_TASK OBJECTIVE_
In the entries below, find the line with "# point at: person" and the line with "# point at: floral". Return those two lines and all lines between them, exactly.

_DATA FOR PROCESSING_
== Segment start ==

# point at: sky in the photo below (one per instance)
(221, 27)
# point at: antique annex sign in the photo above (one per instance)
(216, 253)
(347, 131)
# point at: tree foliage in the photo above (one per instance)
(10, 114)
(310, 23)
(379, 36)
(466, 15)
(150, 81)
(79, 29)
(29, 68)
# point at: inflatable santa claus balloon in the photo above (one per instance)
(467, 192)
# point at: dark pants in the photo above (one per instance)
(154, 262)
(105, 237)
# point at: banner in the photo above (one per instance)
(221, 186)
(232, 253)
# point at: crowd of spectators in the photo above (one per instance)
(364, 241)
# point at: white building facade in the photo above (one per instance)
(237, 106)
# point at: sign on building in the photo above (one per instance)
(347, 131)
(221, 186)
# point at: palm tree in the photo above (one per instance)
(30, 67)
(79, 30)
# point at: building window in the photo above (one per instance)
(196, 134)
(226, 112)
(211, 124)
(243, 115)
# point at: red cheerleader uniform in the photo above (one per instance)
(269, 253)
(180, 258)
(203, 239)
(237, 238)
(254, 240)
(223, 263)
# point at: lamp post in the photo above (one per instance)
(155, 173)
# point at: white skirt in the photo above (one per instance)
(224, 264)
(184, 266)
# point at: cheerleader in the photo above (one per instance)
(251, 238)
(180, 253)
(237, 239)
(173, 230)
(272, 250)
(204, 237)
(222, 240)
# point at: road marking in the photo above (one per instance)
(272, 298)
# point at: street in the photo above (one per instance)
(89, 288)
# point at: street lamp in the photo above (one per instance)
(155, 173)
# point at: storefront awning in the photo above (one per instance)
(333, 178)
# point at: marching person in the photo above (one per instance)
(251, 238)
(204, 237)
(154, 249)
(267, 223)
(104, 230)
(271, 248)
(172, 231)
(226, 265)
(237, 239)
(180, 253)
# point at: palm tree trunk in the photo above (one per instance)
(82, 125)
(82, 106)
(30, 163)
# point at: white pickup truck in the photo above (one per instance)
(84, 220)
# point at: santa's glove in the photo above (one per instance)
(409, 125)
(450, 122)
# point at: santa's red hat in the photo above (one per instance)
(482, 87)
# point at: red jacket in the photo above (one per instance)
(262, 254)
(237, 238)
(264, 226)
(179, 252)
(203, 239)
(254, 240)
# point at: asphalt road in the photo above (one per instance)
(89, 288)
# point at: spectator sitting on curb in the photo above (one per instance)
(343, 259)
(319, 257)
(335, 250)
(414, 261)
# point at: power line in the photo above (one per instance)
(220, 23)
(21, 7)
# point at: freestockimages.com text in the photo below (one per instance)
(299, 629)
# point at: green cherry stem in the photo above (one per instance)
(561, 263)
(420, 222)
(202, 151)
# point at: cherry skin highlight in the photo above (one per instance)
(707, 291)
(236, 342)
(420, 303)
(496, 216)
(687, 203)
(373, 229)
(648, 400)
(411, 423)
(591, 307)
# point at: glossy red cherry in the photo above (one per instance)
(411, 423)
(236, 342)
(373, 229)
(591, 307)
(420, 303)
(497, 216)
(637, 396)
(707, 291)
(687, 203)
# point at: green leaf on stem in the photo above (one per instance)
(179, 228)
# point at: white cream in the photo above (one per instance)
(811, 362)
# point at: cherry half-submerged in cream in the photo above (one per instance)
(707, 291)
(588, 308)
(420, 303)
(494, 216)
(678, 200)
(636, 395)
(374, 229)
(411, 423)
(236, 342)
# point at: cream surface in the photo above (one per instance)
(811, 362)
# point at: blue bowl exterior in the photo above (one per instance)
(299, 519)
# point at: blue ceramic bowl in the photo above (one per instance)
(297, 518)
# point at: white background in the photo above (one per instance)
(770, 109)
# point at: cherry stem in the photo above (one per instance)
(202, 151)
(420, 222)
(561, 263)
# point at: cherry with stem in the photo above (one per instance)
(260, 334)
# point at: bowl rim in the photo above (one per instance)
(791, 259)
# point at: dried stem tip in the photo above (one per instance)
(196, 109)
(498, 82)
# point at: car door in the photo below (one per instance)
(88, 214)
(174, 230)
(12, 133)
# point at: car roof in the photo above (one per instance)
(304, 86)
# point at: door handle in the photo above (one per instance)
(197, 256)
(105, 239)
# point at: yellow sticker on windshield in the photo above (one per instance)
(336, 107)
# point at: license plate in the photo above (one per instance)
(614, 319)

== Segment end ==
== Segment start ==

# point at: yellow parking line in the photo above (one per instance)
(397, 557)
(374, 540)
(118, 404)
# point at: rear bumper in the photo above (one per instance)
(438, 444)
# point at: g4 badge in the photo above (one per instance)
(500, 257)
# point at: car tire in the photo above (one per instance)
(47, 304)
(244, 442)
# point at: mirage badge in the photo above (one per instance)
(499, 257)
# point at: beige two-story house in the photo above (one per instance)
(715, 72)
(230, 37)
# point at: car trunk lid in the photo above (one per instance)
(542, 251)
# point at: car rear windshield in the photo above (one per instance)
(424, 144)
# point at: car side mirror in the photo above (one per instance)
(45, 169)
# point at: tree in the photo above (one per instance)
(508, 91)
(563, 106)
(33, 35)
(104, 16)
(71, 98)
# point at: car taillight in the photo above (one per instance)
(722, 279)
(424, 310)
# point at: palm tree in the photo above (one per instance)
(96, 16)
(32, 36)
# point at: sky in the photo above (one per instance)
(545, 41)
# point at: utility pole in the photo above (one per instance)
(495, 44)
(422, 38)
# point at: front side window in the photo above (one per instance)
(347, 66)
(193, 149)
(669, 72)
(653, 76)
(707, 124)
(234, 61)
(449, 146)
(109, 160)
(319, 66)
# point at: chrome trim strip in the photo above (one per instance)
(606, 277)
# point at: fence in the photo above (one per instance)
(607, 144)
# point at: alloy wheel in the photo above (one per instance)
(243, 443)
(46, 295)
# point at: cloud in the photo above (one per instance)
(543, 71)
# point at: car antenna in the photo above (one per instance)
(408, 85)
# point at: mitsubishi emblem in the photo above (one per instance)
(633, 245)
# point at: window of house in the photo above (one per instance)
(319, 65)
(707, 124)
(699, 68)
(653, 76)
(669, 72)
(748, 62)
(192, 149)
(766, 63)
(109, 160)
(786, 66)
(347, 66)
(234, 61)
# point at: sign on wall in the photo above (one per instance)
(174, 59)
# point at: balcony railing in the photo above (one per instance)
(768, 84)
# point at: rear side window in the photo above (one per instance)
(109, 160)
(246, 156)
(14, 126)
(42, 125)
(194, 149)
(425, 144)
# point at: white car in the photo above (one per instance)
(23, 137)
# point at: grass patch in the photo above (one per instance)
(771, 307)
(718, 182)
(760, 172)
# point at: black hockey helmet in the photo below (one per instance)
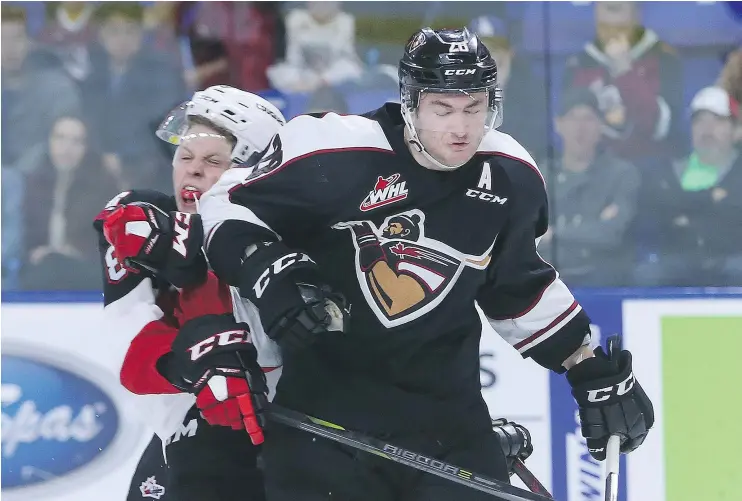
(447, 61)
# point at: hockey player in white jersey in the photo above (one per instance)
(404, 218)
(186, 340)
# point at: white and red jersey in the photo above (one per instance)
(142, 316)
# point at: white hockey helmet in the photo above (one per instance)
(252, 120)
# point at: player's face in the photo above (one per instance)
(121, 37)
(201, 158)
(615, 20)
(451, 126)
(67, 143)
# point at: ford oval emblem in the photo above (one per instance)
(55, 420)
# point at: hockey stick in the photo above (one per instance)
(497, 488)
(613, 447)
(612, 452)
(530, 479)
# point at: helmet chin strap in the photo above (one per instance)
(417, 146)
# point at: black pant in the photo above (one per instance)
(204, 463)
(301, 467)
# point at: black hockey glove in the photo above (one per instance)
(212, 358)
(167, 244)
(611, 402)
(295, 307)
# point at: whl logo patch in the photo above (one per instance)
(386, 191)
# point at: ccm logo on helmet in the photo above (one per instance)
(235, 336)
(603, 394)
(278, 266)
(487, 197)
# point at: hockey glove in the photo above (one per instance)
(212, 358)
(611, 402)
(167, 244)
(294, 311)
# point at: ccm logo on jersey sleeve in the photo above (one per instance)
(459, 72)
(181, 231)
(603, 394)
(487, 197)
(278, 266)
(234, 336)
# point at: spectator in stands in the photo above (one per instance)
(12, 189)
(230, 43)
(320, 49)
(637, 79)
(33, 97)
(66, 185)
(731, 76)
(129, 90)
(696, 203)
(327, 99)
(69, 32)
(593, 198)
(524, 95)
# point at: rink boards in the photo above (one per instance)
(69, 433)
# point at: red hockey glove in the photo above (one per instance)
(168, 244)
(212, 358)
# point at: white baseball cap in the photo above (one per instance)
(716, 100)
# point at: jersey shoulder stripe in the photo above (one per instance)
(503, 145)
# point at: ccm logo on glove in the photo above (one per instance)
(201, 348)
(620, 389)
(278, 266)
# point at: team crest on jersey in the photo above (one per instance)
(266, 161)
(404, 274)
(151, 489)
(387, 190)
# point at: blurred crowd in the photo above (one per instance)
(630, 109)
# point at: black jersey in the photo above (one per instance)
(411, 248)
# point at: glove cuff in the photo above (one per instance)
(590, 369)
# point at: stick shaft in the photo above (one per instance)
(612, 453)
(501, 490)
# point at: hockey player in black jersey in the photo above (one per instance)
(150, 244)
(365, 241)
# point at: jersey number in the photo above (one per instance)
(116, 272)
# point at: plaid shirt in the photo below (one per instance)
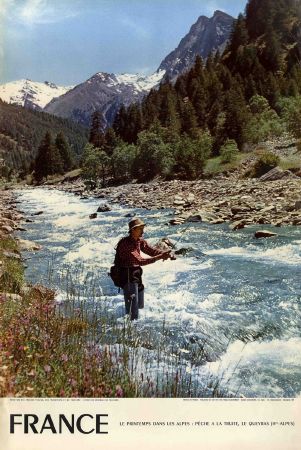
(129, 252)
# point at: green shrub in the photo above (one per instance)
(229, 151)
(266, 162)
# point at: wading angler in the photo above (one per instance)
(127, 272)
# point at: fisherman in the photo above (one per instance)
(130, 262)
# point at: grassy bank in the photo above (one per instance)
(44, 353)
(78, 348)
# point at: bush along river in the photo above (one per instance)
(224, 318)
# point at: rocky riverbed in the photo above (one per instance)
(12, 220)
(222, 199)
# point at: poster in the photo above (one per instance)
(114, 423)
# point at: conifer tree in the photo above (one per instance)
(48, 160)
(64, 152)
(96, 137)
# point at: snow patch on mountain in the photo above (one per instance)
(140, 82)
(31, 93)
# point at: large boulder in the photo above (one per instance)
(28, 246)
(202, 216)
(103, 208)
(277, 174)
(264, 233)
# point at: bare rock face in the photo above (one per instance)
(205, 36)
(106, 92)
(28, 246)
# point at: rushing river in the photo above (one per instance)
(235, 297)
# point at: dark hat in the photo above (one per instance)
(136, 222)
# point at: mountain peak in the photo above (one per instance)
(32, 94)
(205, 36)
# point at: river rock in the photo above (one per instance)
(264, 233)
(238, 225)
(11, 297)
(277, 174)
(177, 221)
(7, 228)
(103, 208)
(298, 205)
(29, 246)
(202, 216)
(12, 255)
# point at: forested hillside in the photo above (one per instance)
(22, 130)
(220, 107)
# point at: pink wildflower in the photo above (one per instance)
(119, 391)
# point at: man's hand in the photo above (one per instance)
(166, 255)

== Segment end ==
== Segment start ==

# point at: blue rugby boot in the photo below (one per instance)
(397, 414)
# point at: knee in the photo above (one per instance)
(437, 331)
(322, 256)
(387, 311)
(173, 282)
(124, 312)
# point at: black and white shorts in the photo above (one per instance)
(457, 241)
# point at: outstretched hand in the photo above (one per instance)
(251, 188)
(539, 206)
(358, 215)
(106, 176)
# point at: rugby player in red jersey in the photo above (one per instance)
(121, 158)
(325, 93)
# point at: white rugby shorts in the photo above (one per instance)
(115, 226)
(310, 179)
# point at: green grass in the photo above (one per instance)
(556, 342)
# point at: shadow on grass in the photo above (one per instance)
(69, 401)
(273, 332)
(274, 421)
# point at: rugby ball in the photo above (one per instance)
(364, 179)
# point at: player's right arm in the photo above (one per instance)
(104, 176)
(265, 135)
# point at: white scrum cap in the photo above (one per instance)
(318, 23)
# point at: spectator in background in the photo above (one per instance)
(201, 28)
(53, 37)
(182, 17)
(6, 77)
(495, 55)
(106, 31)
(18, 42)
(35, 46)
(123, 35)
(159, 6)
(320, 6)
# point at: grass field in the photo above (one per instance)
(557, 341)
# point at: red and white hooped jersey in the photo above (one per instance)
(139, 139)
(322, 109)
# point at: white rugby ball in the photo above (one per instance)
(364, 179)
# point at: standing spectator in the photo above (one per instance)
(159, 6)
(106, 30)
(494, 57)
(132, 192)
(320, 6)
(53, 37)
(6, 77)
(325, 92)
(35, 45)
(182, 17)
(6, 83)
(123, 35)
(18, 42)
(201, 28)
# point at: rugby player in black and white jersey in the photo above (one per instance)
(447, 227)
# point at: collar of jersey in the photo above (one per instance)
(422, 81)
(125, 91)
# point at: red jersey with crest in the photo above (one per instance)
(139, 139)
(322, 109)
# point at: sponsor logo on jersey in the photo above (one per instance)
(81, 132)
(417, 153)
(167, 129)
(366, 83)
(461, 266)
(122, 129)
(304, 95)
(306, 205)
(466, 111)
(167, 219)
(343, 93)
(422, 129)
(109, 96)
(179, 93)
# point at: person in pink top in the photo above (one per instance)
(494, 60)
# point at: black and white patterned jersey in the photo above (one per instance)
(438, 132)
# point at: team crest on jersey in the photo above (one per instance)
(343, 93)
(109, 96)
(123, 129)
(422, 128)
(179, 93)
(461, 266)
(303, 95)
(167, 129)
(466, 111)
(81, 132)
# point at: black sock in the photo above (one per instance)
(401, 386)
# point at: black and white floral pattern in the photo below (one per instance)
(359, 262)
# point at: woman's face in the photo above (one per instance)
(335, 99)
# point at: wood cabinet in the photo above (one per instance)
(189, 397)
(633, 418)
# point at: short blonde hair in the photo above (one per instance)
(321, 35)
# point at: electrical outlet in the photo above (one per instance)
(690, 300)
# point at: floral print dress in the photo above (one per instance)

== Segment end ==

_ANSWER TO THE PROBLEM_
# point at: person in pink top in the photo above (one per instance)
(494, 60)
# point at: black and white patterned jersey in the photo above (one per instance)
(438, 132)
# point at: team crest on jersey in the photo above (one per instance)
(343, 93)
(109, 96)
(123, 129)
(422, 128)
(179, 93)
(461, 266)
(303, 95)
(167, 129)
(466, 111)
(81, 132)
# point at: black sock in the photo above (one per instance)
(401, 386)
# point at: black and white floral pattern in the photo below (one per instance)
(359, 262)
# point at: woman's face in the photo above (one per instance)
(335, 99)
# point at: wood cabinet in the photo above (one per instance)
(189, 397)
(633, 418)
# point at: short blonde hair in the photo above (one per instance)
(321, 35)
# point at: electrical outlet in the photo above (one per instance)
(690, 300)
# point at: floral print dress in the photo above (one per instance)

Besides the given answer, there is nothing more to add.